_WHAT THIS TASK INVOLVES_
Reproduce verbatim only the lines from the one containing "grille with a single point, one per instance." through the last line below, both included.

[start RECORDS FOR THIS TASK]

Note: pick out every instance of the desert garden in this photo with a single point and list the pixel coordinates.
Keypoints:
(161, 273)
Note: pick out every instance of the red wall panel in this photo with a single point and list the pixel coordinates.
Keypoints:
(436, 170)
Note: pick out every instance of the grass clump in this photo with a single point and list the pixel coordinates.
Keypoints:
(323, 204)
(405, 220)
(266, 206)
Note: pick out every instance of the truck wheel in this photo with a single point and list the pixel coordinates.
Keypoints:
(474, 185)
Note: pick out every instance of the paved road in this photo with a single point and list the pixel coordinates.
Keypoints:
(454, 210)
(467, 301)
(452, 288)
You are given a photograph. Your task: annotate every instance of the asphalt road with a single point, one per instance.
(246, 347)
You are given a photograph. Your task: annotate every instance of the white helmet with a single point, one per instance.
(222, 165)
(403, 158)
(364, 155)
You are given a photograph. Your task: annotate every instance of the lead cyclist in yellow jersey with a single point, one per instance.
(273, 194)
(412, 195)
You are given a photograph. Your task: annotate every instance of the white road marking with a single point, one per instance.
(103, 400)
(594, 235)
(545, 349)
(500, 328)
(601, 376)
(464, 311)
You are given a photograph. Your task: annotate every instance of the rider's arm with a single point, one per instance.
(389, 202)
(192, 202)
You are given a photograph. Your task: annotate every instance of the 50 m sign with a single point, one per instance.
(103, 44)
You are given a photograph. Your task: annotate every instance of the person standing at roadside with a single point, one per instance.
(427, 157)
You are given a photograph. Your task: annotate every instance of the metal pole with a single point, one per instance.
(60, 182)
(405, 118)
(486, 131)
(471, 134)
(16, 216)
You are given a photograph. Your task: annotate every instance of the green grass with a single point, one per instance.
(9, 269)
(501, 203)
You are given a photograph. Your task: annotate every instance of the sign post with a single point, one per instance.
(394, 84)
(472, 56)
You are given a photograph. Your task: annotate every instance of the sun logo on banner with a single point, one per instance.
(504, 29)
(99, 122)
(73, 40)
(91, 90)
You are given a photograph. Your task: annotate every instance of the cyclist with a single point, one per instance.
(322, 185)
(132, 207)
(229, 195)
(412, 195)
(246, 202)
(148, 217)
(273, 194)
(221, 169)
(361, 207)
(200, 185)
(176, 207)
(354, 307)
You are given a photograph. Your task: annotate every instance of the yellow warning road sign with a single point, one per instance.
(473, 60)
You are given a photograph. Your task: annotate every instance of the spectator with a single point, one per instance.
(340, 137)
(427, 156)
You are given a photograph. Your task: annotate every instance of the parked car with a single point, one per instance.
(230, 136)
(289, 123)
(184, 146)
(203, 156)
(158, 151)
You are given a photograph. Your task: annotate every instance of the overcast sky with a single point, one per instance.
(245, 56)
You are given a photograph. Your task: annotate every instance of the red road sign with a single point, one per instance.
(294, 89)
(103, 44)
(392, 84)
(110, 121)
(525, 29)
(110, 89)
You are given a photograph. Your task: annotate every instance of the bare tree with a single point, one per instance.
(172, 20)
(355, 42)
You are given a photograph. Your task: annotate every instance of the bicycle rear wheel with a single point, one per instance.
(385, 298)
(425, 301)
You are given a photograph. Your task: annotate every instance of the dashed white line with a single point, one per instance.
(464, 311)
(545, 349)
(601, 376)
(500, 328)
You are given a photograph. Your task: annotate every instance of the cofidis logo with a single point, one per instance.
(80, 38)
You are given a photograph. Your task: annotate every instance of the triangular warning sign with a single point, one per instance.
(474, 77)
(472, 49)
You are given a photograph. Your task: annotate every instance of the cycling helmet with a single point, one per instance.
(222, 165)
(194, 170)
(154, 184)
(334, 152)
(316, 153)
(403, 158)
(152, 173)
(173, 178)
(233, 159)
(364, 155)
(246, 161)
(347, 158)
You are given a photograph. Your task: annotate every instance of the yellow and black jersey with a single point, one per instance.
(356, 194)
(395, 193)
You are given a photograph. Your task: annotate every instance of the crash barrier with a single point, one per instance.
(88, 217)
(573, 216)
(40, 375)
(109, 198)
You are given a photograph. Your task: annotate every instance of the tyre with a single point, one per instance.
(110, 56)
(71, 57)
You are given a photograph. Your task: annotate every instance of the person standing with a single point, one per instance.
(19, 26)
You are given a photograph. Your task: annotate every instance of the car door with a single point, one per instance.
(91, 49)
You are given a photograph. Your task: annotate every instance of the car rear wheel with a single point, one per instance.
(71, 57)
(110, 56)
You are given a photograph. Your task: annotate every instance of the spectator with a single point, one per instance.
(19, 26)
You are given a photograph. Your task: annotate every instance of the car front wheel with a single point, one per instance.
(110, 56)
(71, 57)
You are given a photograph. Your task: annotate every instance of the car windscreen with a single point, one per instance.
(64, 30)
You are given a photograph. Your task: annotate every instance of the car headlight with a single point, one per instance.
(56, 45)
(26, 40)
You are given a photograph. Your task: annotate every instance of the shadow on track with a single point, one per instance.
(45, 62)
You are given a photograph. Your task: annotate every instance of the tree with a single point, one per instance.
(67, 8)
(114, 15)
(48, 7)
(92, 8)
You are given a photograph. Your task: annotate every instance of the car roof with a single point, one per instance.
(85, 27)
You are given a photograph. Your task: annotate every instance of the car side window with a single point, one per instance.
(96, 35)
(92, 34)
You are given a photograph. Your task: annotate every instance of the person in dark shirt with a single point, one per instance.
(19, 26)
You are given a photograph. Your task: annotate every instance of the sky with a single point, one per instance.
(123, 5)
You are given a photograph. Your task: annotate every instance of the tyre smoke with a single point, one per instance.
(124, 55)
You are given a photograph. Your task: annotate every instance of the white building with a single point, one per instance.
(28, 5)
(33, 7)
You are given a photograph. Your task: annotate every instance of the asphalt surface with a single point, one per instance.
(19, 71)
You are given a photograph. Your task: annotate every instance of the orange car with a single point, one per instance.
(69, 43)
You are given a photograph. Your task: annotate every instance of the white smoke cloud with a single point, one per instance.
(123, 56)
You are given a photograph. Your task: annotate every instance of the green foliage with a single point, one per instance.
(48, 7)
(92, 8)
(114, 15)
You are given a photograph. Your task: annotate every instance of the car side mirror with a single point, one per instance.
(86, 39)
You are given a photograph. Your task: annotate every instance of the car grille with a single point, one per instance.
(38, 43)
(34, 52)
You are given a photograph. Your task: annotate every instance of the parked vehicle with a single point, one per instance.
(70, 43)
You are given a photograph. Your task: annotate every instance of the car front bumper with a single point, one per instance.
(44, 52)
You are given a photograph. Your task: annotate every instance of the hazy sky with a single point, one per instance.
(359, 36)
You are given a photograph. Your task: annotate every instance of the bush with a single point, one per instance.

[end RECORDS FOR THIS TASK]

_SOLVED PROBLEM_
You are given a photograph. Your task: annotate every instance of the car grille with a single point, one per instance.
(38, 43)
(34, 52)
You are given a photograph. Your task: annotate every instance of the parked vehicle with a single point, one per instance.
(70, 43)
You are given a photograph. Your task: annotate every instance of the car front bumper with a single point, one per instance.
(44, 52)
You are given a photograph. Your task: annotate every instance of the hazy sky with a single point, one per instance.
(359, 36)
You are given a photograph. Your task: annotate every instance of the bush with a single point, one per instance.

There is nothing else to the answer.